- **Extract**
Hulond Copeland sits at a table barely able to contain his excitement. His right eye wanders uselessly to the side. His face is a relief map of lumps, divots and lines – battle scars, he calls them – from his long-gone boxing career. He has come to send a message to Colorado: He’s sorry for being such a jerk. And, boy, was he.
Copeland went to prison in 2003 for selling drugs to an undercover cop and taking bribes in exchange for falsifying records for criminals sentenced to community service at his boxing gym in Colorado Springs.
Back then the prosecutor called him “a con man.” The judge was disgusted with him.
Copeland insists he has changed.
“Prison got my attention.”
It was a long time coming.
Copeland grew up in Detroit in the 1960s. “As a kid I wanted to be an anesthesiologist,” he said. But in his neighborhood, nobody went to college. “I wasn’t born with a silver spoon in my mouth. Most of the kids I grew up with are dead.”
Instead of medicine, he took up boxing, and by all accounts, he was good at it.
He trained at the legendary Kronk Gym in Detroit and was a promising amateur until a detached retina ended his career.
Still, he did all right for a while. He married a girl from high school – Wilson Pickett’s daughter Veda – and the couple had two girls. He started coaching, worked in the U.S. Olympic program and moved in 1994 to Colorado Springs, where he opened Copeland’s Gym, a place for troubled kids to fight their way back to productive lives.
For a while he did well. He got grants from El Paso County. Kids were winning titles, finishing school, going off to college, joining the military.
“A lot of my kids did real good,” he said.
Then he messed up.
In 1999, Veda left him.
“I thought I didn’t need her,” he said. “Boy, was I wrong.”
Left on his own, he developed an attitude, a cocaine habit and the rap sheet to go along with it.
“I don’t like to make excuses,” he said. “I have to own up to what happened and the choices I made. But my life went into a downward spiral real fast.”
In prison it hit bottom.
He found drug rehab and religion, and he said he behaved himself. “I didn’t have a single write-up. Not one.”
He was paroled in February, moved to Denver and started over.
“The only job I could get was telemarketing, cold calls,” he said. “I made myself good at it, but I didn’t like it at all.”

- **Check your understanding**
a) List every year or decade mentioned in the profile of Hulond Copeland.
b) Write the next part of the profile of Hulond Copeland, starting after its last sentence.

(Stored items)
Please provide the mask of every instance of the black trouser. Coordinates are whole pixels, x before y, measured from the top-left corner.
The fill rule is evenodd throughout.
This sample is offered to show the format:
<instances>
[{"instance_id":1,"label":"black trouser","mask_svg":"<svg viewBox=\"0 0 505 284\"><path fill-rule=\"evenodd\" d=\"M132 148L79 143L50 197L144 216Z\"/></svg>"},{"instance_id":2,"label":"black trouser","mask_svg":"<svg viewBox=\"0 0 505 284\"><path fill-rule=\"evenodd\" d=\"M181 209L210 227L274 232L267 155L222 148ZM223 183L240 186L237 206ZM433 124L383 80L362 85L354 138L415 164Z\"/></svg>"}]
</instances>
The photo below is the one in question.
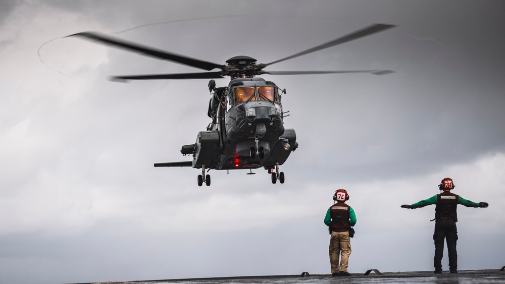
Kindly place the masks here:
<instances>
[{"instance_id":1,"label":"black trouser","mask_svg":"<svg viewBox=\"0 0 505 284\"><path fill-rule=\"evenodd\" d=\"M456 241L458 240L458 230L456 222L452 220L437 220L435 222L435 257L433 265L435 270L442 270L442 257L443 255L444 239L447 241L447 250L449 253L449 269L451 271L458 270L458 253L456 252Z\"/></svg>"}]
</instances>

- **Results**
a) 2003, 1960s, 1994, 1999

b)
In April he got a job at King Soopers. “When they hired me, I was so happy I cried,” he said.
Now he’s working, going to school to become a certified addictions counselor, talking a mile a minute to anyone who will listen to him, trying to get somebody to believe in him, and trying to believe in himself.
“I mentor guys at the halfway house,” he said. “I tell them, ‘You don’t want to go to prison. You think you’re tough, but you’re not. They use young boys there. Behind that wall, there’s no job, no nothing. And there’s no end to it.”‘
He tells the kids the story of when he was 20 years old and thought he was tough.
It was August 1983, and he was boxing at the Ohio State Fair National Invitational Tournament in Columbus.
He was big and quick and cocky, but he wasn’t the only talented boxer there.
“The first night of the tournament, I would look over at this guy, Mike Tyson, in the other ring,” he said. “He was knocking guys out. I’d heard about this kid. Everybody was talking about him. I thought I was going to teach him a lesson.”
Copeland scored a knockout in the preliminaries and started talking trash. When his turn came to face Tyson, he was pumped.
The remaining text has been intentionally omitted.